TASK ITEM: Check every line below for the word "cliff" and copy each one that has it.

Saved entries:
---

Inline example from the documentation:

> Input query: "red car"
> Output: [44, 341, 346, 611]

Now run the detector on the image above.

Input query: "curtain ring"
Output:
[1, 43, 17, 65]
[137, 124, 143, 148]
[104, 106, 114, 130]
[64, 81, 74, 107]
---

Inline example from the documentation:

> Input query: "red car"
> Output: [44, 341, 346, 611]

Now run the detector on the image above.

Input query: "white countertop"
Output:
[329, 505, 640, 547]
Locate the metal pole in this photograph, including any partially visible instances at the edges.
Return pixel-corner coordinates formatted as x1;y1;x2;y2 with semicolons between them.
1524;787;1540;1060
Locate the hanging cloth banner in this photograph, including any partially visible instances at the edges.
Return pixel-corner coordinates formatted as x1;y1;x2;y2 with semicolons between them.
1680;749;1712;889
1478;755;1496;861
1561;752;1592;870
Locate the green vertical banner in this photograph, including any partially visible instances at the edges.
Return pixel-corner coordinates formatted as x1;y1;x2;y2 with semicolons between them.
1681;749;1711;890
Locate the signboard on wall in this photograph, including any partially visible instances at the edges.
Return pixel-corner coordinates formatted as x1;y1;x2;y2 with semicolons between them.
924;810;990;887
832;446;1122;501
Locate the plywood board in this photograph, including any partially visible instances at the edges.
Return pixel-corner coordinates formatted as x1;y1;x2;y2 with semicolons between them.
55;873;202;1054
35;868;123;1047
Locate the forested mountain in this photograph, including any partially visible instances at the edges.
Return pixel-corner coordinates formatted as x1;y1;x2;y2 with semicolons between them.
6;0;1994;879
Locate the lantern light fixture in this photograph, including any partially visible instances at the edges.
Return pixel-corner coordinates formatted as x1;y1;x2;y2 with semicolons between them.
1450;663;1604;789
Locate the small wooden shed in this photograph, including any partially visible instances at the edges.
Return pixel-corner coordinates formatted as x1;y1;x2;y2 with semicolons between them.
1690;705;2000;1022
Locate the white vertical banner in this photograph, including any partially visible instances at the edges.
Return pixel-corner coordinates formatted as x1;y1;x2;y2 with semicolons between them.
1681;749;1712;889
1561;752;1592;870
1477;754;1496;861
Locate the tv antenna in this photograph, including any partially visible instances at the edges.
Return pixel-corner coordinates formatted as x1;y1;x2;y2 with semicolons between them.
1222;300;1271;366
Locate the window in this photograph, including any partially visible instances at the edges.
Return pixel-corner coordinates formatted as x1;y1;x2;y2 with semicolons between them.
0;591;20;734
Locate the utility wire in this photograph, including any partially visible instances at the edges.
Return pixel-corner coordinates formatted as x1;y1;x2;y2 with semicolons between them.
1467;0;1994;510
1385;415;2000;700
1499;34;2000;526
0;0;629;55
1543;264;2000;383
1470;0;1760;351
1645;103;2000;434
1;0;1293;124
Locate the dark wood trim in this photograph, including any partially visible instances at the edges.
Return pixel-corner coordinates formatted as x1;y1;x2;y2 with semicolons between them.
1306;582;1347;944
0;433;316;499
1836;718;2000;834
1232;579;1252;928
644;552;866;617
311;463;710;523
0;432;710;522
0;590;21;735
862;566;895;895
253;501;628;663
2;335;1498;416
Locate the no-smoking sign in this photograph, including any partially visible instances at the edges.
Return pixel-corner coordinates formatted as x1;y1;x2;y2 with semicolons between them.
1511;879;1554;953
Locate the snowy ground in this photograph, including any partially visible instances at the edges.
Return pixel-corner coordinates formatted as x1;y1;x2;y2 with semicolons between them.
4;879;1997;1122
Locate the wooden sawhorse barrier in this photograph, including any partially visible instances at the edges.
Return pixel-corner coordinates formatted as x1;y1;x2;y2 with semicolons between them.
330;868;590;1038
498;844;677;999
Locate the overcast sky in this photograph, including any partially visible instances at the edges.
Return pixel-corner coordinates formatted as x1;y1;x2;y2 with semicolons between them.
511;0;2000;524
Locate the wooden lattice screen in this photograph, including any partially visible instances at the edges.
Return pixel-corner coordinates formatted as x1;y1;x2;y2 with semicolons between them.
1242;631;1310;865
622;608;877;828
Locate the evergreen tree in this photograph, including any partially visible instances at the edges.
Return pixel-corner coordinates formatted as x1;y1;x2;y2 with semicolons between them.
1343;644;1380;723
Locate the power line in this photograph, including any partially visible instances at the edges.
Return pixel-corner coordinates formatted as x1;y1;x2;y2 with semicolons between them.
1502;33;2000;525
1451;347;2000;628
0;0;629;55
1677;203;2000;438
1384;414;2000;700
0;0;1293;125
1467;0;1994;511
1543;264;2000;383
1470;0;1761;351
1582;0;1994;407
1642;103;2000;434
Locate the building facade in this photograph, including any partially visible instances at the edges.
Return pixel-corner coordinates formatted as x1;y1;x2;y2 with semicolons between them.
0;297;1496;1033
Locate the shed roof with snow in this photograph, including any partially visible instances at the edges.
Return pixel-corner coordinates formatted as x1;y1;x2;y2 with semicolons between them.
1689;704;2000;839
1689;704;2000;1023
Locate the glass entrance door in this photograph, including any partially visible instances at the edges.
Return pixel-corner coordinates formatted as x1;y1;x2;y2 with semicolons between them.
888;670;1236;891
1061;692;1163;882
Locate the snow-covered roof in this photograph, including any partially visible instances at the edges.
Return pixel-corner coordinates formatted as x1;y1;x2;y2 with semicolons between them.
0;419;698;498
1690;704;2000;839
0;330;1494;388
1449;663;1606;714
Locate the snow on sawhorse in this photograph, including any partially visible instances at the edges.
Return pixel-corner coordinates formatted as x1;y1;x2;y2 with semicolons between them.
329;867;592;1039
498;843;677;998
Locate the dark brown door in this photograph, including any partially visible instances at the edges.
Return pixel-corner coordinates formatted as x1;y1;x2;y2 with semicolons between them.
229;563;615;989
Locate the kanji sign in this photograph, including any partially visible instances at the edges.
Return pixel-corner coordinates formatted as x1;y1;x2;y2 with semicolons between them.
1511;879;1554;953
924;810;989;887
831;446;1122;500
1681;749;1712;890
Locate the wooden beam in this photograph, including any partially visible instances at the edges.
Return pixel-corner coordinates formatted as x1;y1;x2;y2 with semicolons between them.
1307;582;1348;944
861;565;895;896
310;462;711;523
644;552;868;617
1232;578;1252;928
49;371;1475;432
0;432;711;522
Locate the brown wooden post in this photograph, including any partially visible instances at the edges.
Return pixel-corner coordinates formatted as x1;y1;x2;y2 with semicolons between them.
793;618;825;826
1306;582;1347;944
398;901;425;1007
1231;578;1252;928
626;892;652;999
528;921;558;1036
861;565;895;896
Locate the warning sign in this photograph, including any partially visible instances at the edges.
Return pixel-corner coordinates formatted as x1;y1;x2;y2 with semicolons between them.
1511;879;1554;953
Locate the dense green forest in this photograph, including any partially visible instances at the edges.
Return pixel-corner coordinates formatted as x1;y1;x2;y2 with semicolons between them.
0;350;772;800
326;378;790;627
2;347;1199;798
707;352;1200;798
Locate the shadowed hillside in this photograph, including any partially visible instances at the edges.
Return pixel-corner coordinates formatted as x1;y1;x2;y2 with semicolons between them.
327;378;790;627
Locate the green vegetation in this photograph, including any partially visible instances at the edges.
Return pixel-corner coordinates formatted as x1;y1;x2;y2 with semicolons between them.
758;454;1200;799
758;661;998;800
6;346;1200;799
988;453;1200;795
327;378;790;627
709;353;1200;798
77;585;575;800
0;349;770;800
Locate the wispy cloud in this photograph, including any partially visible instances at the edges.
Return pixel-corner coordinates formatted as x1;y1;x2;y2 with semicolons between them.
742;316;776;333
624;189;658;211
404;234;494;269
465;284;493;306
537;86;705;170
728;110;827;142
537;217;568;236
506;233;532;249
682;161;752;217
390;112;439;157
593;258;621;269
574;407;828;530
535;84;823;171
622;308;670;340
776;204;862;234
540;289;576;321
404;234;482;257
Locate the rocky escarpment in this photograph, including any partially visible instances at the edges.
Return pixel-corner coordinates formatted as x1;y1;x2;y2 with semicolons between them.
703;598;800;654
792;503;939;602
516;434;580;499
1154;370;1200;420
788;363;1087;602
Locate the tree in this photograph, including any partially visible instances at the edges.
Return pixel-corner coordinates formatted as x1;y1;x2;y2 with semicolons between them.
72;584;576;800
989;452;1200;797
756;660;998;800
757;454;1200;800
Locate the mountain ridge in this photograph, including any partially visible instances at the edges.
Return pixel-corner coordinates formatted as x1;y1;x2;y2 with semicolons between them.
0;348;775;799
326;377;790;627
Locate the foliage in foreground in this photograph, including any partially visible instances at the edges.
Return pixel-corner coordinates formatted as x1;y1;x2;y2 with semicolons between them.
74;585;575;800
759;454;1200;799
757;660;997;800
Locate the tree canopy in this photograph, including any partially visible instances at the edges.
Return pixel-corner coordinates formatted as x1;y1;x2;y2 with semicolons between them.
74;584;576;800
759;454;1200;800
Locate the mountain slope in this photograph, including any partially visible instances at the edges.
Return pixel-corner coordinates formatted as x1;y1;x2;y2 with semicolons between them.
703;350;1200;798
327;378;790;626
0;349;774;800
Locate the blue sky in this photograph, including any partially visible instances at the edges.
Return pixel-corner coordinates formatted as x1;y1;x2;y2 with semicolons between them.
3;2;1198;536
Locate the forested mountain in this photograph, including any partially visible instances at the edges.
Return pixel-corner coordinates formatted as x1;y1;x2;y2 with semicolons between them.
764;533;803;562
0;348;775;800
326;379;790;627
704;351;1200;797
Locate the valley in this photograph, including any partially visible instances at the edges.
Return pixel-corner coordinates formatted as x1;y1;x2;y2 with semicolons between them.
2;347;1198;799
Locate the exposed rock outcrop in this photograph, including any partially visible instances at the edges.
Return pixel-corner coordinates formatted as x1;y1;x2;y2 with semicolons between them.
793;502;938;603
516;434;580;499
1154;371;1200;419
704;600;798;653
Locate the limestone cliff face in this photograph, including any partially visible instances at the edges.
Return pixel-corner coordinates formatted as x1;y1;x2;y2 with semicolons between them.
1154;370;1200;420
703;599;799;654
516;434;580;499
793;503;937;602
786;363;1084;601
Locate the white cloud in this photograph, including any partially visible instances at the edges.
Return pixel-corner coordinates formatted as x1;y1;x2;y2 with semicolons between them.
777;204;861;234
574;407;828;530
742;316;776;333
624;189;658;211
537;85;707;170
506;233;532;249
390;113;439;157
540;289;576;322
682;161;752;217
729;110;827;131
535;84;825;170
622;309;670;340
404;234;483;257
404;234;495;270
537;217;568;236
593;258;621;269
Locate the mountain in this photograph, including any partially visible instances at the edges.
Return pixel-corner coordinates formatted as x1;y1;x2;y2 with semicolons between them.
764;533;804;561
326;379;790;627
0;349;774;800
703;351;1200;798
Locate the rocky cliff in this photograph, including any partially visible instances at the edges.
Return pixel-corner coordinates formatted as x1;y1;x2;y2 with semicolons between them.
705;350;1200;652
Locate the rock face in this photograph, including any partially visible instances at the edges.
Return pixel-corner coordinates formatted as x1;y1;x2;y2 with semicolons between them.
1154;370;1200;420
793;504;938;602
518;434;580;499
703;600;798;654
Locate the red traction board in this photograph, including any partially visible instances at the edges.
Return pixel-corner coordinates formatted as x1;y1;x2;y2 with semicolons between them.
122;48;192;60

ANSWER BOX:
Locate the limestone cliff face in this photograph, including any partially visible instances at the edges.
Locate the rocky cliff in this photograph, including any partially visible instances at the edges.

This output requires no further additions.